Stored records
* * * * *

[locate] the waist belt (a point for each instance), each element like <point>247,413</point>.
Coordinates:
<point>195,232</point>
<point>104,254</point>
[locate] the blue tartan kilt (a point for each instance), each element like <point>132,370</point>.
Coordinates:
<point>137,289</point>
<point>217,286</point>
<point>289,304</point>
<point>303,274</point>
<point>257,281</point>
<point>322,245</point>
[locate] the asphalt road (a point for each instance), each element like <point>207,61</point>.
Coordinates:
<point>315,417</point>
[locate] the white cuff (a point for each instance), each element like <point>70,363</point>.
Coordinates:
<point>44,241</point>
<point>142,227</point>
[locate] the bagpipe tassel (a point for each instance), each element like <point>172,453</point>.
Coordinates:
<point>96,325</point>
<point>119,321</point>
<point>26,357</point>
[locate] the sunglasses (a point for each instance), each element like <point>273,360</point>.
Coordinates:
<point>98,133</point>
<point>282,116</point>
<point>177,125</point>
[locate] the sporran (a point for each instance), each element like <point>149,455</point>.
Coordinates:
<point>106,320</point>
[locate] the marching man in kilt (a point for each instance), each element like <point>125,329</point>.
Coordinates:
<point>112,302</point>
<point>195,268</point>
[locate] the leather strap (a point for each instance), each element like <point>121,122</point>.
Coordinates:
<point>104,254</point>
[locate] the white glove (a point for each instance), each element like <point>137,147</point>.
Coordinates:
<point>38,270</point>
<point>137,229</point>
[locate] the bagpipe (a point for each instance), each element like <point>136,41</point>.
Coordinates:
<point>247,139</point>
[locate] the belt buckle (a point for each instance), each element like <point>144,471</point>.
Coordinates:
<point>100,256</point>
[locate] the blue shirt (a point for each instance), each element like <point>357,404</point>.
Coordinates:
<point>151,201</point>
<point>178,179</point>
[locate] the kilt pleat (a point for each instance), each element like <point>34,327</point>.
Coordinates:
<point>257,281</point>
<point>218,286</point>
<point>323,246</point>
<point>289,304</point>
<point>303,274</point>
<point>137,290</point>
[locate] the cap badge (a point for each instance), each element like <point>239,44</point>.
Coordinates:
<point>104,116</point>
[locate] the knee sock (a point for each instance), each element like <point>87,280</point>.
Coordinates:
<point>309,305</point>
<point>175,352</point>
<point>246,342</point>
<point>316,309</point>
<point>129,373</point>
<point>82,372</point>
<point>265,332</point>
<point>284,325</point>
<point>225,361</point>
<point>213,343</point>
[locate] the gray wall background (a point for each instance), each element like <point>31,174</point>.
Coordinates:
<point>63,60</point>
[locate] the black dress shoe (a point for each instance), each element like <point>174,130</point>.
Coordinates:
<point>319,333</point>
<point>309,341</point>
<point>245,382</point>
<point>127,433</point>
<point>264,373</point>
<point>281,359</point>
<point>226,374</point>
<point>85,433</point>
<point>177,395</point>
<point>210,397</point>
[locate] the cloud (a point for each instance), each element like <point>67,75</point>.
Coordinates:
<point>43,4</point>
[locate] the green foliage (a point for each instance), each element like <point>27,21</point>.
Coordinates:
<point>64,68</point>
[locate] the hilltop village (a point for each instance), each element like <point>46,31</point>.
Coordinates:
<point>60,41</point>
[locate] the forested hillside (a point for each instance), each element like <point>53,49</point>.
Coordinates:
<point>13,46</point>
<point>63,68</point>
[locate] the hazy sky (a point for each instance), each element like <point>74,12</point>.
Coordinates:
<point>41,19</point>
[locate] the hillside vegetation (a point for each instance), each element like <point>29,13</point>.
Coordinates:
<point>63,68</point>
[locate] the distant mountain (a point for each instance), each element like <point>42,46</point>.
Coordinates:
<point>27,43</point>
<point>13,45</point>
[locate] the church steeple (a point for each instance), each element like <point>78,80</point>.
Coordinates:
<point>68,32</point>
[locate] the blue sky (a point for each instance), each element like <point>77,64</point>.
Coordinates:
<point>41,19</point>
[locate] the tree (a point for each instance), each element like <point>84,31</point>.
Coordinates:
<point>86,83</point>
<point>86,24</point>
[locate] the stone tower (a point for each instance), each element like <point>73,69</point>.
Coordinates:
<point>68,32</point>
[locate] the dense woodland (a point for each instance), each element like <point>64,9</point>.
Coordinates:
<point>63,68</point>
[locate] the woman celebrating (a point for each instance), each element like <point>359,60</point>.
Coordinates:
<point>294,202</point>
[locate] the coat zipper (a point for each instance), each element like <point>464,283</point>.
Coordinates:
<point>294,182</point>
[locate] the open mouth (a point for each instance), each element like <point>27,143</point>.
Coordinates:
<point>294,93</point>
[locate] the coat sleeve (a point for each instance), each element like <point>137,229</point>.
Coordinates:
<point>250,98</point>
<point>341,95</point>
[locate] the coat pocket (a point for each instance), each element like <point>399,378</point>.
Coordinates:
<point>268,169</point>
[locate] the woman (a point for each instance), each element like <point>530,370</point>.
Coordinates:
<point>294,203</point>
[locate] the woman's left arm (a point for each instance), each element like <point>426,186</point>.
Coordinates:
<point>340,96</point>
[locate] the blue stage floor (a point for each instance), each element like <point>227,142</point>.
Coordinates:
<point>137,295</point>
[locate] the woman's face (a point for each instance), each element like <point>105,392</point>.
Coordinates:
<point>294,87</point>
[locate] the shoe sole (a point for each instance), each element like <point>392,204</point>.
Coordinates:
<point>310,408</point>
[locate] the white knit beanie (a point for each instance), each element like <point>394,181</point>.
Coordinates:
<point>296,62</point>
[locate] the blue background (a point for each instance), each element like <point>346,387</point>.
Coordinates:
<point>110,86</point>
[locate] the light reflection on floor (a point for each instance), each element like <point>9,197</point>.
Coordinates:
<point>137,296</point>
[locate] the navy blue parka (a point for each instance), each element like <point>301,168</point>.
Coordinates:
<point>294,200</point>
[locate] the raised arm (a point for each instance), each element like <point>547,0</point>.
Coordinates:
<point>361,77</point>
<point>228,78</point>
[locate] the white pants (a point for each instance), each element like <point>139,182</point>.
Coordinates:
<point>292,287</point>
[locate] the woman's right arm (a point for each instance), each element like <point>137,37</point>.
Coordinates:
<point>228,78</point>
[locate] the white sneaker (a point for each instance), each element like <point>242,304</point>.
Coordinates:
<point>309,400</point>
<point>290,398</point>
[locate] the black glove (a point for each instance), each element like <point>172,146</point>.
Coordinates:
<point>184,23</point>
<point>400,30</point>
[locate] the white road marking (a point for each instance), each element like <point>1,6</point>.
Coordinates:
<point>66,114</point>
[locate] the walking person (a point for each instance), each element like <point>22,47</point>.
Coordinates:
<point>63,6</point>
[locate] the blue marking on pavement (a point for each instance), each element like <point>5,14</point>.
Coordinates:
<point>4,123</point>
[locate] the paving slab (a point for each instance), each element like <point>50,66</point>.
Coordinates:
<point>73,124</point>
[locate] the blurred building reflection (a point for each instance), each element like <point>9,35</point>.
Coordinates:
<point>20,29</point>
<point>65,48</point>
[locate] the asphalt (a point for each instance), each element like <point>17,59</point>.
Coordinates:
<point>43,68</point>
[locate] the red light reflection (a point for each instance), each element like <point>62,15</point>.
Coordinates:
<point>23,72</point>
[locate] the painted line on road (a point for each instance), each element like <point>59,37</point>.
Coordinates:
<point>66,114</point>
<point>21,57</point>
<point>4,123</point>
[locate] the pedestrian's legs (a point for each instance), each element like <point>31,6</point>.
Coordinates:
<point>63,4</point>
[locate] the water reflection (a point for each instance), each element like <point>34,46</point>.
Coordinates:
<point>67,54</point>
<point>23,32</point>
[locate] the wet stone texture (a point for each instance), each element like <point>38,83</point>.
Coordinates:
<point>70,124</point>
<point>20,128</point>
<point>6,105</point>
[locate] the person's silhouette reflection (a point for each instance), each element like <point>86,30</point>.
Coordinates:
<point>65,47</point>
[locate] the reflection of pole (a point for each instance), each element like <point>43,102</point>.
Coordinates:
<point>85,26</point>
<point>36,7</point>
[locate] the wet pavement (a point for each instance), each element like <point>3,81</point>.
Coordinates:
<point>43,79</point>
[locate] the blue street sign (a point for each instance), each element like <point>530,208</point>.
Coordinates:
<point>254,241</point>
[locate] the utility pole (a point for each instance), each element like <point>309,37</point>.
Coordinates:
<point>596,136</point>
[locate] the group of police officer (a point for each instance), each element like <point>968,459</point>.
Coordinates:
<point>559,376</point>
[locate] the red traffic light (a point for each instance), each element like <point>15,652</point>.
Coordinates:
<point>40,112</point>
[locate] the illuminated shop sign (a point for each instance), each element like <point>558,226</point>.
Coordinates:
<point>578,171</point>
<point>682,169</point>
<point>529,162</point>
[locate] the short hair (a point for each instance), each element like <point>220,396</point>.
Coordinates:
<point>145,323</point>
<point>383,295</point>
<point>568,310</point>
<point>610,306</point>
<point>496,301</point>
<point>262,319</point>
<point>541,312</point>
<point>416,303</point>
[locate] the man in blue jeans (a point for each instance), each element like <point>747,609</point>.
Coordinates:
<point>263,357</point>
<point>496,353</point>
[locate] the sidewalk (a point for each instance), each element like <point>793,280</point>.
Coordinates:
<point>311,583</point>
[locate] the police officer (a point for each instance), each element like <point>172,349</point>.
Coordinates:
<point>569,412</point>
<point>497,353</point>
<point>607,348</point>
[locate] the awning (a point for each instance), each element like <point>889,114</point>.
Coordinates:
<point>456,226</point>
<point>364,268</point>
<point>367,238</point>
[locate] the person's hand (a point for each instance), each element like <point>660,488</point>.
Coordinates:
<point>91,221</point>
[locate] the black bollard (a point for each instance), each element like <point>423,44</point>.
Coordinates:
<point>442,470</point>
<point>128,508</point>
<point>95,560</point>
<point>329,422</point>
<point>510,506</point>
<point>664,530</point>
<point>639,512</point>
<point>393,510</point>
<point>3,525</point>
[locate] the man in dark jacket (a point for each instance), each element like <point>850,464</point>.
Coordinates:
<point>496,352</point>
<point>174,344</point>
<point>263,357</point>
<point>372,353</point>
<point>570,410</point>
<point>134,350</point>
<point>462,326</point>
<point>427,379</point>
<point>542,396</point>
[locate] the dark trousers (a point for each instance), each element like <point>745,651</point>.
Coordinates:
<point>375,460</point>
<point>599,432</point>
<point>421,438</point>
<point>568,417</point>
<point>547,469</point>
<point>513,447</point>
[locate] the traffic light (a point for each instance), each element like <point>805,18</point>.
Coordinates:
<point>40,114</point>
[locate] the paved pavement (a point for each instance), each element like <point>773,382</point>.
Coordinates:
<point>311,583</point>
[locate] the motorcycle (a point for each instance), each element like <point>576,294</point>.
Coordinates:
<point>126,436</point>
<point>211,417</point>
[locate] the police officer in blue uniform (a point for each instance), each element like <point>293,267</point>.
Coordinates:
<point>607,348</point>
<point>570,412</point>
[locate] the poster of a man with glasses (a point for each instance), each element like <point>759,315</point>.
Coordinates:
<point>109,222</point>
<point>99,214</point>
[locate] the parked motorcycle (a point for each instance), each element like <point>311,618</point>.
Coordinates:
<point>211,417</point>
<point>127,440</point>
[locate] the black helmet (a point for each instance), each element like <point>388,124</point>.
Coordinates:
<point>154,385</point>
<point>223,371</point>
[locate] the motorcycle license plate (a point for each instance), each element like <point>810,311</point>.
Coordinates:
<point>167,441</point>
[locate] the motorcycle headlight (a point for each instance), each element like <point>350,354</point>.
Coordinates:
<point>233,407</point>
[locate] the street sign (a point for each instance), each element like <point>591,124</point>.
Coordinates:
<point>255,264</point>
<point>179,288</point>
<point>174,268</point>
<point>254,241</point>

* * * * *

Exercise objective:
Retype the material word for word, starting at the line that contains "[locate] the walking" and ending at the line that contains "<point>36,7</point>", with both of those lines included.

Task solution:
[locate] the walking person (a point for each instance), each element like <point>22,47</point>.
Coordinates:
<point>63,6</point>
[locate] the blue marking on pavement (a point for each instance), each element like <point>5,14</point>.
Coordinates:
<point>4,123</point>
[locate] the paving slab (a point for each instance), each element like <point>50,66</point>.
Coordinates:
<point>73,124</point>
[locate] the blurred building reflection (a point for each instance), each element like <point>9,35</point>.
Coordinates:
<point>20,29</point>
<point>65,48</point>
[locate] the asphalt (a point for each instance), each element like <point>17,59</point>.
Coordinates:
<point>43,68</point>
[locate] the red light reflection (a point for each instance), each element like <point>62,15</point>.
Coordinates:
<point>23,72</point>
[locate] the painted line on road (a point for each instance), each element like <point>59,37</point>.
Coordinates:
<point>66,114</point>
<point>21,57</point>
<point>4,123</point>
[locate] the pedestrian's legs (a point for each instance), each element like <point>31,6</point>.
Coordinates:
<point>63,4</point>
[locate] the water reflection (a point for each instance), each element like <point>34,46</point>.
Coordinates:
<point>67,54</point>
<point>23,32</point>
[locate] the wet stone texture (a point for each instance), each element like <point>38,83</point>.
Coordinates:
<point>70,124</point>
<point>20,128</point>
<point>6,105</point>
[locate] the person's silhouette reflection (a point for each instance), each element like <point>86,30</point>.
Coordinates:
<point>65,47</point>
[locate] the reflection of pole (a point for each instance), each element like <point>43,102</point>.
Coordinates:
<point>85,26</point>
<point>36,7</point>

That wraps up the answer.